Dataset entries:

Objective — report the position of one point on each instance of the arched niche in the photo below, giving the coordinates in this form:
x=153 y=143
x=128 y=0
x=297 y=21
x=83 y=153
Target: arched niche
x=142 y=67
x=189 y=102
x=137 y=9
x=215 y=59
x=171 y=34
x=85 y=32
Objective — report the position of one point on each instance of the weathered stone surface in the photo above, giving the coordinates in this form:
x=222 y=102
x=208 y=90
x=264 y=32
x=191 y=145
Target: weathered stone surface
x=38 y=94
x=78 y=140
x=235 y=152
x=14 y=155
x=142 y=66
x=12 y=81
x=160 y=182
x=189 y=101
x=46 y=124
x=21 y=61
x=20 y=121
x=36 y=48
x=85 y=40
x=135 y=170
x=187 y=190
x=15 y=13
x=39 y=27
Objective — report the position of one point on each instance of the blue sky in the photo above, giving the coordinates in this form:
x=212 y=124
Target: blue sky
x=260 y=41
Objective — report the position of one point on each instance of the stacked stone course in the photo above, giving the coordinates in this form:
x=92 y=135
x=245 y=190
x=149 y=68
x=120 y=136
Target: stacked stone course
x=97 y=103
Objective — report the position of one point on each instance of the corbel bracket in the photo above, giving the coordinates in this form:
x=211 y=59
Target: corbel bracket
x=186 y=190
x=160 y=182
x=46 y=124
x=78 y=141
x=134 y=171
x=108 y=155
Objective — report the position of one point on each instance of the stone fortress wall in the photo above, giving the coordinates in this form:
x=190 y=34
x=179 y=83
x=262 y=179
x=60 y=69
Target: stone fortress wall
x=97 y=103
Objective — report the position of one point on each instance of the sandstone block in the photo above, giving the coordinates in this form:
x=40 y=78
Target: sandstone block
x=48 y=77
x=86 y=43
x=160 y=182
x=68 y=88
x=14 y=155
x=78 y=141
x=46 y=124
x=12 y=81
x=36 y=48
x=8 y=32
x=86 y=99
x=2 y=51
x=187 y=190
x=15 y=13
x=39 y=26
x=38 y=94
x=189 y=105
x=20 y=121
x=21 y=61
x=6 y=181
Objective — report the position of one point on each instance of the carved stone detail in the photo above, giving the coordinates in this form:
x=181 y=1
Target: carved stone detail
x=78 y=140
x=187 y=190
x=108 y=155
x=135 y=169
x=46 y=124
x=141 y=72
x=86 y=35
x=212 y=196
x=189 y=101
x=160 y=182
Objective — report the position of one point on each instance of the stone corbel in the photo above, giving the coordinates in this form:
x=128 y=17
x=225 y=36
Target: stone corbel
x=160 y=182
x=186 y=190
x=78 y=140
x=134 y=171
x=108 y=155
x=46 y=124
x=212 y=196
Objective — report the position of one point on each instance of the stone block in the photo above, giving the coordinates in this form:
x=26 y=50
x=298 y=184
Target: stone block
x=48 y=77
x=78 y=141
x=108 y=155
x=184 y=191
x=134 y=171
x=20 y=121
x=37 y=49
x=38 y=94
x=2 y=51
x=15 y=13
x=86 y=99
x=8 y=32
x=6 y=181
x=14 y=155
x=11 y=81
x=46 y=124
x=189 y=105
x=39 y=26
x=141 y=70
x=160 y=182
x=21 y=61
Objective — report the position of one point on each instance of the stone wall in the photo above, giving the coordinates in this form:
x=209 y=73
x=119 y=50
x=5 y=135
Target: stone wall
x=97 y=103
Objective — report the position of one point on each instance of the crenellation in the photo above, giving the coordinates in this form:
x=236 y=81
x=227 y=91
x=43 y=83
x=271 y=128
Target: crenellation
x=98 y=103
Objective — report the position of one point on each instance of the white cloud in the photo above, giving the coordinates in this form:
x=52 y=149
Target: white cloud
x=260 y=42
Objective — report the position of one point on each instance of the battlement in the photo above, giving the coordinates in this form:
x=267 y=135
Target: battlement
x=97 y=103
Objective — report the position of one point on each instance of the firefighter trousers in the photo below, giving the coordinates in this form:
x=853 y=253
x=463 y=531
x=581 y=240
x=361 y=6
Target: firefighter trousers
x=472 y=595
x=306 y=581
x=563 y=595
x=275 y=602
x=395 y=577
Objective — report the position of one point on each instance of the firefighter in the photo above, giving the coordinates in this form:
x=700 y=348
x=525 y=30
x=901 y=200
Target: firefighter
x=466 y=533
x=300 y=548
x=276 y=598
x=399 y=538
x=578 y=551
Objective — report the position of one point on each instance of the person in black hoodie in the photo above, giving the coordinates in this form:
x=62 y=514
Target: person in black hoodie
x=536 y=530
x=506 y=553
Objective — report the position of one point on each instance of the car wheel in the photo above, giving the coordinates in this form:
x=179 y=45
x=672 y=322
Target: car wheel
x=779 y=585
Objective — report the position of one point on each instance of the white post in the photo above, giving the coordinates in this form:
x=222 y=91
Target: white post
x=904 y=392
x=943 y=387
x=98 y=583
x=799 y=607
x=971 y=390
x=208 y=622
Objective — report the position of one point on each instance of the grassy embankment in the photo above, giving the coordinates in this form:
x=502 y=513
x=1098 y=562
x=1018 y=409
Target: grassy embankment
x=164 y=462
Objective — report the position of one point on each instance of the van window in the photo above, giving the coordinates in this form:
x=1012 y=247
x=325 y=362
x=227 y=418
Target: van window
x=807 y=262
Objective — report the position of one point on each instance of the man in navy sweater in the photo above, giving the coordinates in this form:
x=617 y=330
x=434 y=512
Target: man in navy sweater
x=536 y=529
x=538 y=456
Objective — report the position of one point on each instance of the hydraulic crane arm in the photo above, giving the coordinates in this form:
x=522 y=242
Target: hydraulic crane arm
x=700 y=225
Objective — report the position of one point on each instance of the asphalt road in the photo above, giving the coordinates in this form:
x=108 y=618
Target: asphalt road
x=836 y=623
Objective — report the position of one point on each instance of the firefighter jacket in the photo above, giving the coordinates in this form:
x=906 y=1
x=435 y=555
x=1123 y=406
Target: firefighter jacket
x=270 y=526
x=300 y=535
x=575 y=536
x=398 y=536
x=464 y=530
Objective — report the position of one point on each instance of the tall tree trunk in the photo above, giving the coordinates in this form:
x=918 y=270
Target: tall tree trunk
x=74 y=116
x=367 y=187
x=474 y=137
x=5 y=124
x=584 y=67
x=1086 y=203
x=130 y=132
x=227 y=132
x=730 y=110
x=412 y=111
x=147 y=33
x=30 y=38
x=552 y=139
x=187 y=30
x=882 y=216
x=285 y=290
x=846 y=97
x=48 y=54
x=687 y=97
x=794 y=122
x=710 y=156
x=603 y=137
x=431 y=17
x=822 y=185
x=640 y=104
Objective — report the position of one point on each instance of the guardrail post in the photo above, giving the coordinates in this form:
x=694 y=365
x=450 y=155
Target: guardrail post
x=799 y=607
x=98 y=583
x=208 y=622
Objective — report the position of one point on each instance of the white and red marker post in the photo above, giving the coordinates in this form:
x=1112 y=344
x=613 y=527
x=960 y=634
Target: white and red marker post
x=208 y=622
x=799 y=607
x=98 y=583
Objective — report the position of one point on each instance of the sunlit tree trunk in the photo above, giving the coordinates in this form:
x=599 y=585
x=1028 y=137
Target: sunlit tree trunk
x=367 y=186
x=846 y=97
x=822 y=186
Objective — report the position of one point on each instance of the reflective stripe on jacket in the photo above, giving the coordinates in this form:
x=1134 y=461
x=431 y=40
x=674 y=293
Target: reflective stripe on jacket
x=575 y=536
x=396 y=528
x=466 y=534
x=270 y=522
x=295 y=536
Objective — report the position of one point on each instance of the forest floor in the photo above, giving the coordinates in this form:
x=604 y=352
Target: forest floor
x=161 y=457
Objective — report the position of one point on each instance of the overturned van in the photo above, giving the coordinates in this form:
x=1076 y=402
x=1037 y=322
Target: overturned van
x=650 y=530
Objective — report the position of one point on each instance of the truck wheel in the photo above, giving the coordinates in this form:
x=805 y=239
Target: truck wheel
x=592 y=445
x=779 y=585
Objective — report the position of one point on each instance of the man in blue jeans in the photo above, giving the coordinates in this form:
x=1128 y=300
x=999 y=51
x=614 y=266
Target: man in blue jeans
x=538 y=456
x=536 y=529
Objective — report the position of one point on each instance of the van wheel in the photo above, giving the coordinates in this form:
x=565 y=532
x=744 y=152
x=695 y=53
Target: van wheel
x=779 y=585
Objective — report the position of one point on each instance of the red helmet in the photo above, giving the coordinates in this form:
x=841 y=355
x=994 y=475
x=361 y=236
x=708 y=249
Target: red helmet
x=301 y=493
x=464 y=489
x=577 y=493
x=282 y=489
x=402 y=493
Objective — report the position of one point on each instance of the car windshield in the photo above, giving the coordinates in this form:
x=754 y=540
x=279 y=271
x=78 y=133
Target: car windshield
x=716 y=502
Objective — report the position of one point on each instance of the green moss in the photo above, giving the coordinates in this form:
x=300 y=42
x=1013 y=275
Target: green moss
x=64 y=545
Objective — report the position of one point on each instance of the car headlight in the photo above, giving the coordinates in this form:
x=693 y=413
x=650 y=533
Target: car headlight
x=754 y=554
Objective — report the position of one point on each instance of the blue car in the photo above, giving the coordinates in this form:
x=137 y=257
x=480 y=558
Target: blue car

### How to complete this task
Give the lines again, exactly as they stand, from the beginning of the data through the line with "x=191 y=145".

### Written answer
Objective — report the position of one point on each instance of the arched niche in the photo below, giving the coordinates in this form:
x=153 y=143
x=128 y=0
x=297 y=21
x=83 y=153
Target: arched niche
x=142 y=67
x=189 y=102
x=137 y=9
x=215 y=59
x=171 y=34
x=85 y=32
Objective — report the position of one point on each instance of the weathered stone surface in the photo above, giving the coordinates in this form:
x=222 y=102
x=208 y=90
x=264 y=32
x=191 y=145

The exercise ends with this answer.